Reproduce every one of the records below word for word.
* begin EXTRACTED RECORDS *
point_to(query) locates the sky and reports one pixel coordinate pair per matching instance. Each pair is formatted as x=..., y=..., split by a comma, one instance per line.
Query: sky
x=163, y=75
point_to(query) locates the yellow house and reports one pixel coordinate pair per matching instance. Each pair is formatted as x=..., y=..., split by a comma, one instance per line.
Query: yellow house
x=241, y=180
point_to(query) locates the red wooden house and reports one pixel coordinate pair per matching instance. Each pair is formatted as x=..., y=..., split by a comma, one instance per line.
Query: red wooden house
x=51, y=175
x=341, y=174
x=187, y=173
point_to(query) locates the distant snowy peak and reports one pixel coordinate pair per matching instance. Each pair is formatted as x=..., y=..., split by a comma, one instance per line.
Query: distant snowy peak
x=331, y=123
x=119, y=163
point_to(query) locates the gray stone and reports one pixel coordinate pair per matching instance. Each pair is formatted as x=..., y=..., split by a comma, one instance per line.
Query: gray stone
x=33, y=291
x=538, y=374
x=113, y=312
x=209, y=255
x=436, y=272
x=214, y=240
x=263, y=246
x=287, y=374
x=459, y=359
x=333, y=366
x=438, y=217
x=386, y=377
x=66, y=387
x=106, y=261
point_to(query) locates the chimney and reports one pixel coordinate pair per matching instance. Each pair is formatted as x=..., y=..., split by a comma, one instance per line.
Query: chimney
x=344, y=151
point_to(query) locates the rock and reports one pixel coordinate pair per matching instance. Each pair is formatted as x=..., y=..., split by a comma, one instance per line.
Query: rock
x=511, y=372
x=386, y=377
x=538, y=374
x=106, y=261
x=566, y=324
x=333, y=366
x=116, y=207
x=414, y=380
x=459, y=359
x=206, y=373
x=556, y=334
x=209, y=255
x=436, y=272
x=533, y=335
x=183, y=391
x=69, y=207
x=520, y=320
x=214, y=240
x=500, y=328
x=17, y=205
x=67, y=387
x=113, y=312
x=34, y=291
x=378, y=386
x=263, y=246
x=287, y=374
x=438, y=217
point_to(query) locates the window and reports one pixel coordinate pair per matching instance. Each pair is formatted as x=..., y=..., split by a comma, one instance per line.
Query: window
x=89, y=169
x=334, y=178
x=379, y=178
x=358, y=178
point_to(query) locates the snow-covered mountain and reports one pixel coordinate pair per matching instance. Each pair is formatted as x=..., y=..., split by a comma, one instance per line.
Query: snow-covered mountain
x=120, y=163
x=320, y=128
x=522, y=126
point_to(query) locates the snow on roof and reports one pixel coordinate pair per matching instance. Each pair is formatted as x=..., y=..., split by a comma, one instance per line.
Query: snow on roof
* end EXTRACTED RECORDS *
**THE RESULT**
point_to(query) locates the sky and reports one pixel coordinate pair per matching instance. Each pair is formatted as x=..., y=..., split by a comma, one instance per line.
Query: sky
x=163, y=75
point_to(query) locates the yellow house and reports one pixel coordinate pair per matching instance. Each pair is formatted as x=..., y=..., split by a comma, one instance per line.
Query: yellow house
x=241, y=180
point_to(query) locates the red wooden house and reports one pixel coordinate pair per matching instance. Each pair is formatted as x=..., y=..., split by a comma, one instance per line.
Query: red wooden house
x=51, y=175
x=341, y=174
x=187, y=173
point_to(query) locates the distant snowy peak and reports one pixel coordinate pair per matching instance. Each pair is formatted as x=..., y=..., split by a comma, one instance per line.
Query: distant snowy peak
x=331, y=123
x=119, y=163
point_to(query) locates the gray stone and reports one pixel coordinate pair per matching instance. Each pair is formatted as x=..., y=..., split by a comma, one instance per line.
Query: gray stone
x=33, y=291
x=538, y=374
x=113, y=312
x=209, y=255
x=436, y=272
x=214, y=240
x=263, y=246
x=287, y=374
x=459, y=359
x=333, y=366
x=438, y=217
x=386, y=377
x=66, y=387
x=106, y=261
point_to(query) locates the chimney and reports one pixel coordinate pair per matching instance. Each pair is formatted as x=..., y=..., split by a comma, one instance per line.
Query: chimney
x=344, y=151
point_to(query) locates the rock and reports one pixel coordinate pair per matching instance. Each pair is formatted as x=..., y=..., split by a comma, one instance per line.
Query: rock
x=511, y=372
x=386, y=377
x=538, y=374
x=106, y=261
x=566, y=324
x=333, y=366
x=116, y=207
x=414, y=380
x=459, y=359
x=206, y=373
x=556, y=334
x=209, y=255
x=436, y=272
x=533, y=335
x=183, y=391
x=69, y=207
x=520, y=320
x=214, y=240
x=500, y=328
x=17, y=205
x=67, y=387
x=113, y=312
x=34, y=291
x=378, y=386
x=263, y=246
x=287, y=374
x=438, y=217
point_to(query) locates the window and reports one pixel coordinate pair per matching instance. Each pair is formatted as x=..., y=..., split by a comma, one instance per line.
Query: window
x=89, y=169
x=334, y=178
x=379, y=178
x=358, y=178
point_to(query) locates the snow-covered mountain and reports one pixel coordinate pair per matching instance. Each pair is formatted as x=..., y=..., split by a comma, one instance per line.
Query: snow-covered mountain
x=120, y=163
x=320, y=128
x=522, y=126
point_to(query) locates the snow on roof and reports one pixel coordinate pair per matching instance. Each pair is formatted as x=..., y=..., split by a comma, one instance per line.
Query: snow on roof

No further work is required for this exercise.